--- WHAT IS ASKED ---
Look for "with cap in" in the records below, then copy that line and every line after it, exactly and with nothing added.

(Records from a data source)
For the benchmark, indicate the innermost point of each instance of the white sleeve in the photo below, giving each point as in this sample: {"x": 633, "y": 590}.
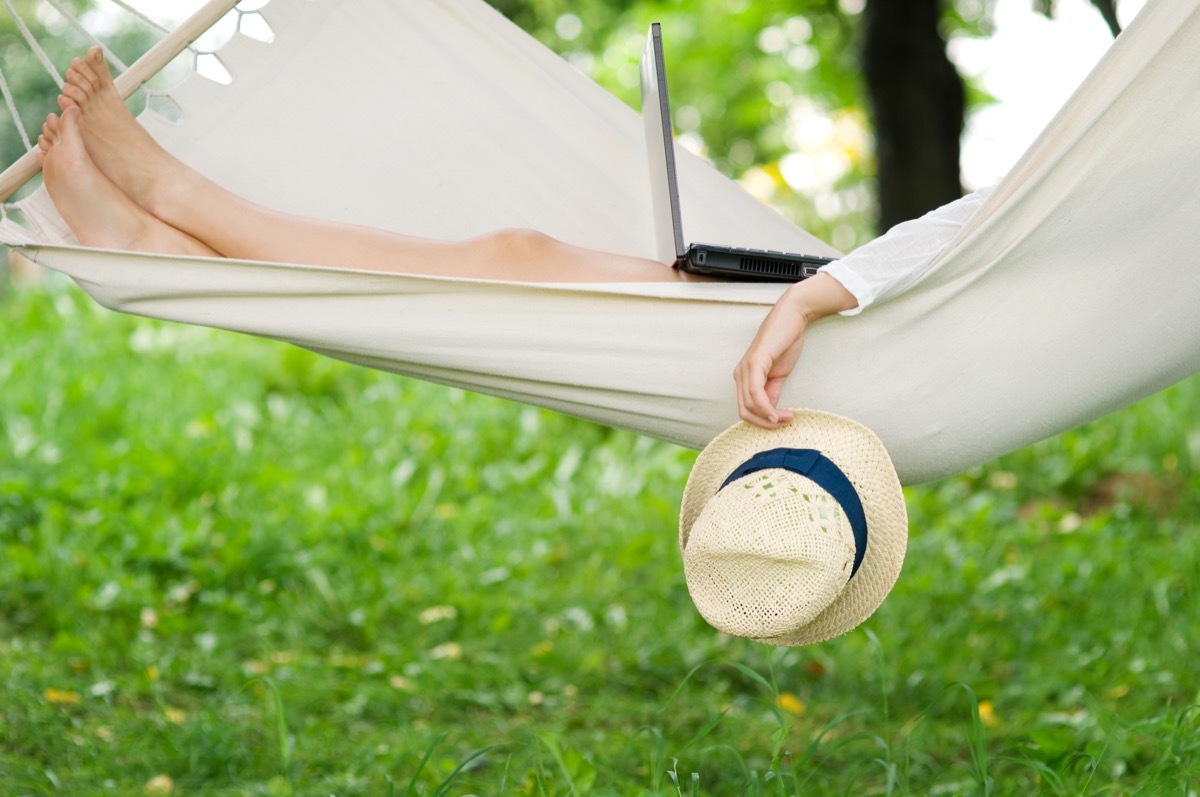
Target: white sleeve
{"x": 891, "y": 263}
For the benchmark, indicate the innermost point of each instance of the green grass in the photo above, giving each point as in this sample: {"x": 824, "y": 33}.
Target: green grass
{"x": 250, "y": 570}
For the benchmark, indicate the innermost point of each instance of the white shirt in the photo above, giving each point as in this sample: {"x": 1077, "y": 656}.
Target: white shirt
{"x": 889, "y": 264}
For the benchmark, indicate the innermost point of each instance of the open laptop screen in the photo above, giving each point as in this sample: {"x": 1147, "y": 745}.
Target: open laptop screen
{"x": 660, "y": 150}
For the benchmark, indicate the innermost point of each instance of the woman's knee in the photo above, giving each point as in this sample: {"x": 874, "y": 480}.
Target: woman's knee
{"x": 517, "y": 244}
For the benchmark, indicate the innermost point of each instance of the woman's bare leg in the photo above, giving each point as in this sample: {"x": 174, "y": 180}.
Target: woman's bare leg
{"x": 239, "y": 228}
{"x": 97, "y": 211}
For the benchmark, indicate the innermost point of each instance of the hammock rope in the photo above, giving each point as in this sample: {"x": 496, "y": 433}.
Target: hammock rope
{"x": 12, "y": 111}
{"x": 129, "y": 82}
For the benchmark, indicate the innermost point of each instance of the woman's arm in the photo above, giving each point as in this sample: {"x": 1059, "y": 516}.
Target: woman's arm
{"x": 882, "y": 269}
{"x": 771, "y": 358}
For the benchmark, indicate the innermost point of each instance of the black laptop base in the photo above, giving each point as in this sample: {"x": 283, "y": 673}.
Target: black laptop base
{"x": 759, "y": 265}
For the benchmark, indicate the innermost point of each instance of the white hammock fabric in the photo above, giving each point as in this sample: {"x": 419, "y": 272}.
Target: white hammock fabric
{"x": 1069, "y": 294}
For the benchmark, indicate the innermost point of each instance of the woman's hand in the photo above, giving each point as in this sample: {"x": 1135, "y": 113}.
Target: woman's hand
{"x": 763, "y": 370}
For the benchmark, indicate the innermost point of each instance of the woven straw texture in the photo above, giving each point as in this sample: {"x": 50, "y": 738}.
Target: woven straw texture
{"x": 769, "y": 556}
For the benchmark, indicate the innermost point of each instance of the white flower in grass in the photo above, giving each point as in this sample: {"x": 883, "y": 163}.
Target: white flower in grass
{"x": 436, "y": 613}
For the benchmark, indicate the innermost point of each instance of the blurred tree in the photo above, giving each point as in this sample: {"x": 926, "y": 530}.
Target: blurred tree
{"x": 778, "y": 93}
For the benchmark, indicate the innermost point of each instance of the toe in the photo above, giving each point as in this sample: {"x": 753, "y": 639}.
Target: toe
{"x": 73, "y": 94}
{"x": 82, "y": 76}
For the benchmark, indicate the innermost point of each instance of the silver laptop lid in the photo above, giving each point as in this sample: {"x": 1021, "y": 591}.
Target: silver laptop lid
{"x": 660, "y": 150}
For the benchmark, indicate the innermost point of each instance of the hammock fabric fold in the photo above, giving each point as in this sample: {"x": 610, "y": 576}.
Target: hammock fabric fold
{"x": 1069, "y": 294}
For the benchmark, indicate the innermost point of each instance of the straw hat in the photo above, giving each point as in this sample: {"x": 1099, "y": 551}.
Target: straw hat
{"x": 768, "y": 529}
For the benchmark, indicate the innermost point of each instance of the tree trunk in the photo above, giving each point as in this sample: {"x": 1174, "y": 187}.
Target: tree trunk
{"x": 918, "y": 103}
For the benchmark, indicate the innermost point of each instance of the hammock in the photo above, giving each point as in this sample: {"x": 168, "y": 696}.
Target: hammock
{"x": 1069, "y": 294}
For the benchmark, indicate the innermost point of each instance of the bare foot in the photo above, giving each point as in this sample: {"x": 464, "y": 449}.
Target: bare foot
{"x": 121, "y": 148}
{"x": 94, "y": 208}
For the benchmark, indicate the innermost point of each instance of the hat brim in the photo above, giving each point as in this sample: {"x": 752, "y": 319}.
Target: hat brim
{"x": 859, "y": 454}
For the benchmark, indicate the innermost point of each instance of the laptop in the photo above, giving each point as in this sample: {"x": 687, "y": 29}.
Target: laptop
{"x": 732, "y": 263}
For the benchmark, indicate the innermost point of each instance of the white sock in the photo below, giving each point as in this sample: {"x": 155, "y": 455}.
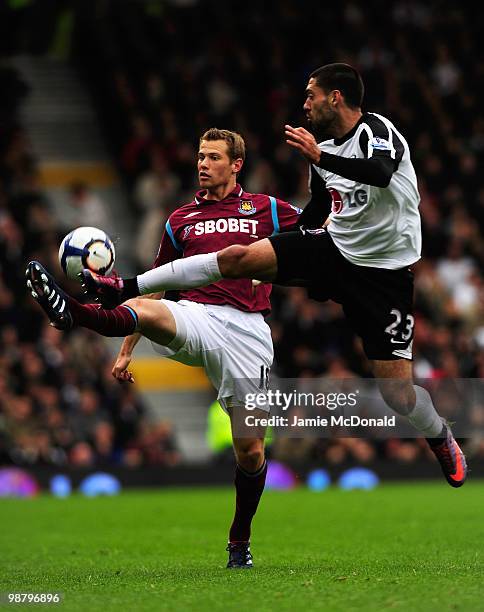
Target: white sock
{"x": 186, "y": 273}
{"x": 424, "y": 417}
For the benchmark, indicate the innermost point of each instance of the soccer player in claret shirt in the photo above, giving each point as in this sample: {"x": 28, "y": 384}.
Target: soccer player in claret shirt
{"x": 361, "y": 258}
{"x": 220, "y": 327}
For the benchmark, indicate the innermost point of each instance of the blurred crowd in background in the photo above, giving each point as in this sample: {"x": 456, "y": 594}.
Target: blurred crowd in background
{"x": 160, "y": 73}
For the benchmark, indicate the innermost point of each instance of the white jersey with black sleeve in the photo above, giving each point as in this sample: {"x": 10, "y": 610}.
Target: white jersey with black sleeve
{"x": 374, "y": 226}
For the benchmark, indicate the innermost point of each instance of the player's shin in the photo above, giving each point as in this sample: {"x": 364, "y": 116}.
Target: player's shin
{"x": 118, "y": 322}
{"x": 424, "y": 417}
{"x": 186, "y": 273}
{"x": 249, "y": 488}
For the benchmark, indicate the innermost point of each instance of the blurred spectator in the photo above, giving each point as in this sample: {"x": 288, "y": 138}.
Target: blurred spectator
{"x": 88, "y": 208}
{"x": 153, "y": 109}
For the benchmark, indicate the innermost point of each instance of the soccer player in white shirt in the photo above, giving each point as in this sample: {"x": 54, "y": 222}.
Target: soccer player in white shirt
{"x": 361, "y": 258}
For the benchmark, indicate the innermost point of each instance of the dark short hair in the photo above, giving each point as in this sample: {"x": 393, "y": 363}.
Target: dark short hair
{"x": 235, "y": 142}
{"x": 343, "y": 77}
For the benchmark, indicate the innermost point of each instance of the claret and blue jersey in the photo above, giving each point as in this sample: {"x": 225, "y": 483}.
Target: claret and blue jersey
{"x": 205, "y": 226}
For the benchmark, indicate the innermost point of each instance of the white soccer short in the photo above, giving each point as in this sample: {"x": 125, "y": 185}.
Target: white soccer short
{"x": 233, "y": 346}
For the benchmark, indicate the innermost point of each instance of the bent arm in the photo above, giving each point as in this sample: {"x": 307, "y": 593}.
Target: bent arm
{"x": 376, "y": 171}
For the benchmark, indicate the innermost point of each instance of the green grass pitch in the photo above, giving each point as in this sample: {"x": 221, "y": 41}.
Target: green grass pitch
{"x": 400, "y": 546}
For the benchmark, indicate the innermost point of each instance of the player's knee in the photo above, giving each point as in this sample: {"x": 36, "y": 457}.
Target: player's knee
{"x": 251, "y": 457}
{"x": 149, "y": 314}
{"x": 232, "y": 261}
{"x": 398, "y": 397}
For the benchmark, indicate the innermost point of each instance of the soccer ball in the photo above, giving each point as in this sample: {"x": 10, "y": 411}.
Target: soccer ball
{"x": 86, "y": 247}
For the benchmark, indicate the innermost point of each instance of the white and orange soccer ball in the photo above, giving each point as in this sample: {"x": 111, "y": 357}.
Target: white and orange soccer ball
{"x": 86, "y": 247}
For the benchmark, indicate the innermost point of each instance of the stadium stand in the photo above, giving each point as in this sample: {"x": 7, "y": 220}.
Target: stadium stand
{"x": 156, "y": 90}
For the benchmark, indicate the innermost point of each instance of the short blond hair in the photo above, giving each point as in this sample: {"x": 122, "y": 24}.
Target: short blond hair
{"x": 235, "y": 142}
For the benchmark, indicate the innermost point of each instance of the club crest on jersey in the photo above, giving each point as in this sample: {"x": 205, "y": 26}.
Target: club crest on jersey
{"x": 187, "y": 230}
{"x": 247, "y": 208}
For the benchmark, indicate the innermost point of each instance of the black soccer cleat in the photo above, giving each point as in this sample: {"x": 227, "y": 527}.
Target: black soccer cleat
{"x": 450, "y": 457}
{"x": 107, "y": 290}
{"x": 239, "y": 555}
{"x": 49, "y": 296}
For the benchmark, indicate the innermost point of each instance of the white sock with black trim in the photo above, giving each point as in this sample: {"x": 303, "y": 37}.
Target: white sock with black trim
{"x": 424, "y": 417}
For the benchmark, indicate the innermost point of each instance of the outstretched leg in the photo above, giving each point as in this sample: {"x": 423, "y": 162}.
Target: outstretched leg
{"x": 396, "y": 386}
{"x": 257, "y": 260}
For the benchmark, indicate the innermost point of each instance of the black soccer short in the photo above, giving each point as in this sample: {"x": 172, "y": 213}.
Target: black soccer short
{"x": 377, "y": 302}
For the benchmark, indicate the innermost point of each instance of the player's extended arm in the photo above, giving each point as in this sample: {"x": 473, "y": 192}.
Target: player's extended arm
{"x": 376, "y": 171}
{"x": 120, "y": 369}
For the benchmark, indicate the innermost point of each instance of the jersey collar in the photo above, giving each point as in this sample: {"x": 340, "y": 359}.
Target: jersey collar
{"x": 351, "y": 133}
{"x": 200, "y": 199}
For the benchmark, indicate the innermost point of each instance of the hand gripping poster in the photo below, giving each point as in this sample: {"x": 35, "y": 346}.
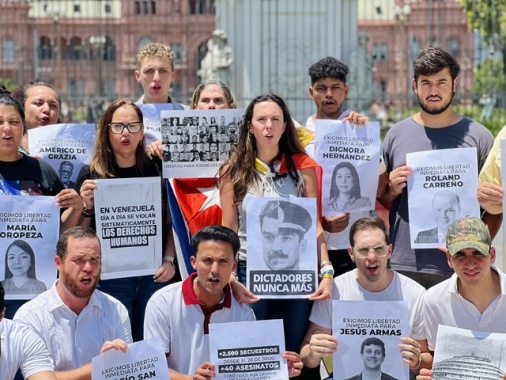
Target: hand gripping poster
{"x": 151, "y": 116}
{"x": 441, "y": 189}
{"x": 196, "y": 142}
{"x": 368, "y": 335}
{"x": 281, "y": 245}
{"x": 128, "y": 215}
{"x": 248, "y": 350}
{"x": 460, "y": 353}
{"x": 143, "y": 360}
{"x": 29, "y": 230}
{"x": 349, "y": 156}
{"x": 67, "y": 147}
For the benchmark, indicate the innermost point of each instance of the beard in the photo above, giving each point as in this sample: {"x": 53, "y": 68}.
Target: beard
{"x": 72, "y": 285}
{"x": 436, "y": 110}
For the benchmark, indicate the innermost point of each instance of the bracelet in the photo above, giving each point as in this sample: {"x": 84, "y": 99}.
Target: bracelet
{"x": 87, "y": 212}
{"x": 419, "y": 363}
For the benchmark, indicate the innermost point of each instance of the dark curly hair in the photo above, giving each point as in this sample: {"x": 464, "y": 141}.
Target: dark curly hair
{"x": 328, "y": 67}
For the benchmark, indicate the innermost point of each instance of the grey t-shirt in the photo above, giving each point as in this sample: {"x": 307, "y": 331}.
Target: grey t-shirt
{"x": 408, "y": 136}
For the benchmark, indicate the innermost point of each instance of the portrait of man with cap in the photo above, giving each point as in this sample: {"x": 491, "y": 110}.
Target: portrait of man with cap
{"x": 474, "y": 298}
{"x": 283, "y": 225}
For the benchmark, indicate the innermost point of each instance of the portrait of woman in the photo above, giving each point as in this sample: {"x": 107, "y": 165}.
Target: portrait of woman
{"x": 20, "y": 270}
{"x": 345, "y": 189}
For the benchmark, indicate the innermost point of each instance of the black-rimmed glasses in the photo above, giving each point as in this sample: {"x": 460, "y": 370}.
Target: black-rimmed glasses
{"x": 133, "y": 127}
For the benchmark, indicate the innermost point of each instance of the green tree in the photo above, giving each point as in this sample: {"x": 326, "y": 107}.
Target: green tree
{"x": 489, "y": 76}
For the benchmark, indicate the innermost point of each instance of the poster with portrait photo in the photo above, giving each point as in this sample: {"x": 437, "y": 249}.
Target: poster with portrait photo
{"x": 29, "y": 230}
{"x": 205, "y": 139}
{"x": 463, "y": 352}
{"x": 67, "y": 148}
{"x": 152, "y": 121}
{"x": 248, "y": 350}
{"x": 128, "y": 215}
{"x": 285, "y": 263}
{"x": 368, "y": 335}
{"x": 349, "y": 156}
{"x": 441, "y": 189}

--- WRITTEN ANSWER ---
For the benchmark, indicate the innermost point of each instance of the portrait of man with cap in the photo above, giving each point as in this sample: {"x": 491, "y": 110}.
Target: portrait of man with cap
{"x": 474, "y": 298}
{"x": 283, "y": 225}
For the benchmark, indicate the innermost point of each instance of the portrait of woman in the photo above, giving each point as in this sample: {"x": 107, "y": 165}.
Target: portrait of woman
{"x": 20, "y": 270}
{"x": 345, "y": 189}
For the benchmark, indicate the innermost point of each instance of the black-rimmed glasses in the photo above, giving each point as in this sample: {"x": 460, "y": 370}.
Target: black-rimmed glasses
{"x": 133, "y": 127}
For the benchmark, indicate the innermost point of each instance of the green tree in the photo above, giving each point as in this sample: {"x": 326, "y": 107}.
Target: green tree
{"x": 489, "y": 76}
For the benchmark, indicate the innermost point of each instance of the poster with portrait photo in the photo above, giving each point as in this sample: {"x": 437, "y": 249}.
Target: poster with portrait photo
{"x": 29, "y": 230}
{"x": 205, "y": 139}
{"x": 463, "y": 352}
{"x": 67, "y": 148}
{"x": 152, "y": 121}
{"x": 248, "y": 350}
{"x": 128, "y": 215}
{"x": 285, "y": 263}
{"x": 368, "y": 335}
{"x": 349, "y": 156}
{"x": 441, "y": 189}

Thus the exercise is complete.